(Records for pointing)

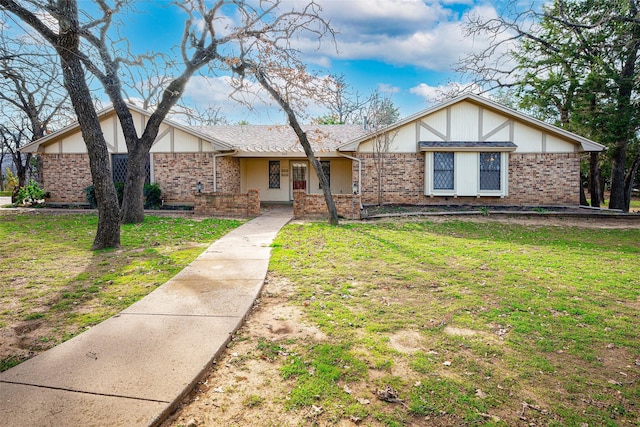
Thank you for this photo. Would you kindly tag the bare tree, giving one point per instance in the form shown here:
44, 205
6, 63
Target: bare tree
277, 67
576, 63
377, 116
263, 26
32, 100
343, 102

- [AIM OF THE TASK] Return every line of the listing above word for word, leaving out the pictures.

- [WORKED SOLUTION]
Thank you for this photo. Would you kindly tag the bare tree, giving one point per instance in the form shown here:
44, 205
6, 63
Target: bare tree
277, 67
576, 63
377, 116
263, 26
32, 100
343, 102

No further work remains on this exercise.